╭─ Information shown
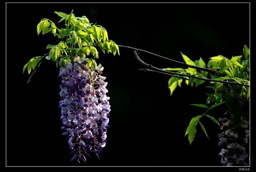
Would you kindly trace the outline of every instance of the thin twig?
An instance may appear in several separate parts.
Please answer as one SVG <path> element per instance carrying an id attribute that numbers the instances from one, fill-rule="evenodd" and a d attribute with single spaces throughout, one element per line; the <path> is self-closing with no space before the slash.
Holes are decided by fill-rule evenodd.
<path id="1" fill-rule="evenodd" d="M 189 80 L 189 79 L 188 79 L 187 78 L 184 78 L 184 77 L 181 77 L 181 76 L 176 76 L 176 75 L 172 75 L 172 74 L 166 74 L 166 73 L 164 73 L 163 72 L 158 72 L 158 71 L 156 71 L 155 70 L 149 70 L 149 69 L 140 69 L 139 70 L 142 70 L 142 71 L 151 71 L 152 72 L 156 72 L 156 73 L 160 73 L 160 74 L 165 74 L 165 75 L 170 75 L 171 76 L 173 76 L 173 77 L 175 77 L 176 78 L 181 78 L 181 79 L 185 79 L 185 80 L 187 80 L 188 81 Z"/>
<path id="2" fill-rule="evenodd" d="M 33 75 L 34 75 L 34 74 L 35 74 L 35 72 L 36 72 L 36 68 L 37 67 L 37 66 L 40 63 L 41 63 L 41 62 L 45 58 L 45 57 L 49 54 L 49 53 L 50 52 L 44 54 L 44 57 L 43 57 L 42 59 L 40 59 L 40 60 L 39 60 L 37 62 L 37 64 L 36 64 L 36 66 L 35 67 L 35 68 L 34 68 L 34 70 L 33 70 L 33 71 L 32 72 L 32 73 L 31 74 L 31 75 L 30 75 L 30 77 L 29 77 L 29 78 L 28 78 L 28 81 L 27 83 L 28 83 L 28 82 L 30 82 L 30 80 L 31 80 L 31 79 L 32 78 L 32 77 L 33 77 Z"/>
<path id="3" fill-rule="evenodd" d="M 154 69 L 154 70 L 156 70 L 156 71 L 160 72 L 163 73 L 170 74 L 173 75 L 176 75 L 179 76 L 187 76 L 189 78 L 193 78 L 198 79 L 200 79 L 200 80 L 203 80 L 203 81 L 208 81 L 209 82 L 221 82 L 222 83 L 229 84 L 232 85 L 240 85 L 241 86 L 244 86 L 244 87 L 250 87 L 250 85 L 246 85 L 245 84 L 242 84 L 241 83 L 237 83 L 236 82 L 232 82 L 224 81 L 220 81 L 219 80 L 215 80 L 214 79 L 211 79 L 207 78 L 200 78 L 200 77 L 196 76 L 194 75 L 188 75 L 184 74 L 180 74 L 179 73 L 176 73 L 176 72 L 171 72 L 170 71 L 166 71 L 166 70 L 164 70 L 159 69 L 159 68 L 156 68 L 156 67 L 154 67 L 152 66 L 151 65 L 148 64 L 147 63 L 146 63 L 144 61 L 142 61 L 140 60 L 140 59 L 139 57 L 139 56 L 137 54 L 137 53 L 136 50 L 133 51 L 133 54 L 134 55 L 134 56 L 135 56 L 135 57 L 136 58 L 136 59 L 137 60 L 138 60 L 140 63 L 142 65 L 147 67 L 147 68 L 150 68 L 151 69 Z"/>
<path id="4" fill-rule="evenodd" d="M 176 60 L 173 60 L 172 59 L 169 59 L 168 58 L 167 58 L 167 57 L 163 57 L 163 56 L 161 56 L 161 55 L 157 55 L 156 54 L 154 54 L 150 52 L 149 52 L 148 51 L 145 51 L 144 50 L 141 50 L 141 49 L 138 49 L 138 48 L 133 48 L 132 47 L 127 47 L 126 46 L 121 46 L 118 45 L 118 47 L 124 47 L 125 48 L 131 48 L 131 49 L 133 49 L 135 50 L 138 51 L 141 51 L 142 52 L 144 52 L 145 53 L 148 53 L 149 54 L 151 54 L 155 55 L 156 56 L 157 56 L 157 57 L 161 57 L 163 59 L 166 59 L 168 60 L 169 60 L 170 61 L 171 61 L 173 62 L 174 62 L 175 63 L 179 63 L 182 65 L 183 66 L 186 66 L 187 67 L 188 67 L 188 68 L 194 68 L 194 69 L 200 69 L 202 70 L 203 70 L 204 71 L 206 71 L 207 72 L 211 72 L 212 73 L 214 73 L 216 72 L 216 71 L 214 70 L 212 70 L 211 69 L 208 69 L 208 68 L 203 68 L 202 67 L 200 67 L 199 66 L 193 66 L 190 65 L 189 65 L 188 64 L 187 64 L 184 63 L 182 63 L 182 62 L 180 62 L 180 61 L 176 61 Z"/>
╰─
**Problem to work on**
Write out all the lines above again, replacing "thin twig" with "slender branch" and changing nothing else. Leave out the pictures.

**Full answer**
Would you kindly trace the outline of every instance of the slender branch?
An instance may appear in several separate parts.
Please answer as one SVG <path> element per instance carrying an id attribute that numbers the instances from one, fill-rule="evenodd" and a d attribute with single spaces throughout, one element per line; the <path> is self-closing with no space before the slash.
Holes are decided by fill-rule evenodd.
<path id="1" fill-rule="evenodd" d="M 189 80 L 189 79 L 188 79 L 187 78 L 184 78 L 184 77 L 181 77 L 181 76 L 176 76 L 176 75 L 172 75 L 172 74 L 166 74 L 166 73 L 164 73 L 163 72 L 158 72 L 158 71 L 156 71 L 155 70 L 149 70 L 149 69 L 140 69 L 139 70 L 142 70 L 142 71 L 151 71 L 152 72 L 156 72 L 156 73 L 160 73 L 160 74 L 165 74 L 165 75 L 170 75 L 171 76 L 173 76 L 173 77 L 175 77 L 176 78 L 181 78 L 181 79 L 185 79 L 185 80 L 187 80 L 188 81 Z"/>
<path id="2" fill-rule="evenodd" d="M 33 75 L 34 75 L 34 74 L 35 74 L 35 72 L 36 72 L 36 68 L 37 67 L 37 66 L 40 63 L 41 63 L 41 62 L 45 58 L 45 57 L 49 54 L 49 53 L 50 52 L 44 54 L 44 57 L 43 57 L 42 59 L 40 59 L 40 60 L 39 60 L 37 62 L 37 64 L 36 64 L 36 66 L 35 67 L 35 68 L 34 68 L 34 70 L 33 70 L 33 71 L 32 72 L 32 73 L 31 74 L 31 75 L 30 75 L 30 77 L 29 77 L 29 78 L 28 78 L 28 81 L 27 83 L 28 83 L 28 82 L 30 82 L 30 80 L 31 80 L 31 79 L 32 78 L 32 77 L 33 77 Z"/>
<path id="3" fill-rule="evenodd" d="M 154 69 L 154 70 L 156 70 L 156 71 L 160 72 L 163 73 L 170 74 L 173 75 L 176 75 L 179 76 L 187 76 L 189 78 L 193 78 L 198 79 L 200 79 L 200 80 L 203 80 L 203 81 L 208 81 L 209 82 L 221 82 L 222 83 L 229 84 L 232 85 L 240 85 L 241 86 L 244 86 L 244 87 L 250 87 L 250 85 L 246 85 L 245 84 L 242 84 L 241 83 L 237 83 L 236 82 L 232 82 L 224 81 L 220 81 L 219 80 L 215 80 L 214 79 L 211 79 L 207 78 L 200 78 L 200 77 L 196 76 L 194 75 L 188 75 L 184 74 L 180 74 L 179 73 L 176 73 L 176 72 L 171 72 L 170 71 L 166 71 L 166 70 L 164 70 L 159 69 L 159 68 L 156 68 L 156 67 L 154 67 L 152 66 L 151 65 L 148 64 L 147 63 L 146 63 L 144 61 L 142 61 L 140 60 L 140 59 L 139 57 L 139 56 L 137 54 L 137 53 L 136 50 L 133 51 L 133 54 L 134 55 L 134 56 L 135 56 L 135 57 L 136 58 L 136 59 L 137 60 L 138 60 L 140 63 L 142 65 L 147 67 L 147 68 L 150 68 L 151 69 Z"/>
<path id="4" fill-rule="evenodd" d="M 176 60 L 173 60 L 172 59 L 169 59 L 168 58 L 167 58 L 167 57 L 163 57 L 163 56 L 161 56 L 161 55 L 157 55 L 156 54 L 154 54 L 150 52 L 149 52 L 148 51 L 145 51 L 144 50 L 141 50 L 141 49 L 138 49 L 138 48 L 133 48 L 132 47 L 127 47 L 126 46 L 121 46 L 118 45 L 118 47 L 124 47 L 125 48 L 131 48 L 131 49 L 133 49 L 135 50 L 138 51 L 141 51 L 142 52 L 144 52 L 145 53 L 148 53 L 149 54 L 151 54 L 155 55 L 156 56 L 157 56 L 157 57 L 161 57 L 163 59 L 166 59 L 168 60 L 169 60 L 170 61 L 171 61 L 173 62 L 174 62 L 175 63 L 179 63 L 182 65 L 183 66 L 186 66 L 187 67 L 188 67 L 188 68 L 194 68 L 194 69 L 200 69 L 202 70 L 203 70 L 204 71 L 206 71 L 207 72 L 211 72 L 212 73 L 214 73 L 216 72 L 216 71 L 214 70 L 212 70 L 211 69 L 208 69 L 208 68 L 203 68 L 202 67 L 200 67 L 199 66 L 193 66 L 190 65 L 189 65 L 188 64 L 187 64 L 184 63 L 182 63 L 182 62 L 180 62 L 180 61 L 176 61 Z"/>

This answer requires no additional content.